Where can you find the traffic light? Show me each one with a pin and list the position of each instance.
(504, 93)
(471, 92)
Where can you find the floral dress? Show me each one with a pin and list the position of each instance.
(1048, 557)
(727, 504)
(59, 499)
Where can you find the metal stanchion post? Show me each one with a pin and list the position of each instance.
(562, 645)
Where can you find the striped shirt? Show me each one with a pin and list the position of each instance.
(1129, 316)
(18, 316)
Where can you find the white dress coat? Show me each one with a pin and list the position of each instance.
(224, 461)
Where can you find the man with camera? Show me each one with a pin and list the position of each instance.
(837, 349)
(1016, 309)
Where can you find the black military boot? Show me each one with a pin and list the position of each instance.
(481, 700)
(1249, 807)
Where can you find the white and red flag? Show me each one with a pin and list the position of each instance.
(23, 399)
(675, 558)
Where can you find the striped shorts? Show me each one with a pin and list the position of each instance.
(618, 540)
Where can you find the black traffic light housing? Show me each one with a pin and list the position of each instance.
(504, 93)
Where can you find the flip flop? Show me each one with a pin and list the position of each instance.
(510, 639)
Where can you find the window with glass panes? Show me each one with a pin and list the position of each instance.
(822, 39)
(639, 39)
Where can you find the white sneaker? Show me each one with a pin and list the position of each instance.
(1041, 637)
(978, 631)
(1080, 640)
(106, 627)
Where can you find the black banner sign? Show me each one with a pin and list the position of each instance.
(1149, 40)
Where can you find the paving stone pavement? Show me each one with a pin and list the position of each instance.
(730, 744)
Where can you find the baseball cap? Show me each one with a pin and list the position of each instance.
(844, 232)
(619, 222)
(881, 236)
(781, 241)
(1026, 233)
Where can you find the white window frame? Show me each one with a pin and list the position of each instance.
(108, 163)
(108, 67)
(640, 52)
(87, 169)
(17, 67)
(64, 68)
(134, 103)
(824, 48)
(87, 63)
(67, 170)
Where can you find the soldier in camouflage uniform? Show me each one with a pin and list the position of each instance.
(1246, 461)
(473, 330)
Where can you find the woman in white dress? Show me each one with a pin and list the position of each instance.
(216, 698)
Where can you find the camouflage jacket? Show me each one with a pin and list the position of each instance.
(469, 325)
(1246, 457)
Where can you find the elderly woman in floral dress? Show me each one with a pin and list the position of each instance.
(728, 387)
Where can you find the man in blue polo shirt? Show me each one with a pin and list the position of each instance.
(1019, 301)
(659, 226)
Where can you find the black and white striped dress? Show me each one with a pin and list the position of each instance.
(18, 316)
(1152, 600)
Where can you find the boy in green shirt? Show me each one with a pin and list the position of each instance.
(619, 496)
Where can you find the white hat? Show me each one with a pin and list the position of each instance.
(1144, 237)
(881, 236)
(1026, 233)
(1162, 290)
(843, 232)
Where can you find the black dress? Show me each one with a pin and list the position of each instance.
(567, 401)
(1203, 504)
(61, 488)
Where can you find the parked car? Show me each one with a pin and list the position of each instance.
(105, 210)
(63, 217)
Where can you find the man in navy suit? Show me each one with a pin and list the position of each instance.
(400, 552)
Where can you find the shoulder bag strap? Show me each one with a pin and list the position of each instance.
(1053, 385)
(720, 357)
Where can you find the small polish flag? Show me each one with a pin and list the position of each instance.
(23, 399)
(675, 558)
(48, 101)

☆ ☆ ☆

§ **AIM**:
Turn every line of the records above into a numbered list, omitting any blank lines.

§ **RESPONSE**:
1. Where can you find the traffic light? Show me each one with a pin and list the position of each instance.
2. (504, 93)
3. (471, 92)
4. Where can you find the floral dress? Show me each one with a pin and list the position of each instance.
5. (1048, 557)
6. (727, 504)
7. (59, 499)
8. Where can you find the metal stanchion post? Show me each one with a pin and list the position of each instance.
9. (562, 645)
10. Where can you find the striped shirt? Show me each one with a pin and list the position of each instance.
11. (1129, 316)
12. (18, 316)
13. Where can you find the white dress coat? Show me each one with a pin and list the position of each instance.
14. (224, 461)
15. Where can you find the man with camera? Show me each one with a pin and list the position of each instance.
16. (837, 349)
17. (1016, 309)
18. Where can you find the black military boot? Show me each one with a pin and list the position of each instance.
19. (481, 700)
20. (1249, 807)
21. Where can you find the white and red flag? Show me each one with a pin and list the position of each instance.
22. (23, 399)
23. (675, 558)
24. Where can you find the striped shorts? Show me each one with a pin and list the position of each instance.
25. (618, 540)
26. Where can you find the black traffic light housing? Show me each one with a pin and list the position of each instance.
27. (504, 93)
28. Where can you find the flip flop? Show me each one with a pin and list the position of each instance.
29. (510, 639)
30. Where can you find the window with glass panes? Show me each one with a pin and list the position of each instance.
31. (822, 39)
32. (639, 39)
33. Where can you find the white sneaker? Show me each one with a pin and list the position of each instance.
34. (1041, 637)
35. (978, 631)
36. (1080, 640)
37. (106, 627)
38. Where can you find the black banner sign? Show me each one with a pin and list the position of each instance.
39. (1149, 40)
40. Where can you find the paving stone pavement? Show me each one with a pin and list the position of each instance.
41. (730, 744)
42. Where can you find the baseball cap? Show me each one with a pin and list the position of each instance.
43. (844, 232)
44. (619, 222)
45. (881, 236)
46. (781, 241)
47. (1026, 233)
48. Where can you find the white window frame? Show me each one with a pin and list the position of each instance.
49. (108, 163)
50. (108, 67)
51. (640, 52)
52. (87, 169)
53. (17, 67)
54. (64, 68)
55. (134, 103)
56. (824, 48)
57. (87, 63)
58. (67, 170)
59. Where can you find the soldier in camouflage uniform? Show me each one with a pin and list the position of each instance.
60. (1246, 461)
61. (473, 330)
62. Where can you find the woman in white dress? Show me each one with a pin and list the position of each instance.
63. (216, 698)
64. Where can you find the camouflage jacket? Show me each one with a pin and list the position of each instance.
65. (469, 325)
66. (1246, 457)
67. Where can you find the elderly woman in floral dress? Show me each one with a pin and list the position of each instance.
68. (728, 387)
69. Where can you find the man in blue polo shirt? Show me each one with a pin and list the position of each instance.
70. (1019, 301)
71. (659, 226)
72. Where can you find the black and white striped dress? Show me each one with a pin and list the position of each instance.
73. (18, 316)
74. (1152, 600)
75. Where can you find the boy in green shirt? Show me each one with a pin and list the position of each instance.
76. (619, 496)
77. Where can you find the white hat? Show me each one with a pin and list the position of each instance.
78. (1144, 237)
79. (881, 236)
80. (1026, 233)
81. (1162, 290)
82. (843, 232)
83. Where can you find the black dress? Show me each one with a pin and list the position of each instance.
84. (567, 401)
85. (1203, 504)
86. (61, 488)
87. Where can you find the parked car? Show me each one with a pin and list the position of each instance.
88. (105, 210)
89. (63, 217)
90. Where can you find the man in navy suit? Show me each one with a pin and list the position of each instance.
91. (400, 552)
92. Where can you find the shoulder bag strap? Show me each one with a pin and list the position of each instance.
93. (1053, 385)
94. (720, 357)
95. Where can you find the small polish flag? Show me each one with a pin and list the position of each instance.
96. (23, 399)
97. (675, 558)
98. (48, 101)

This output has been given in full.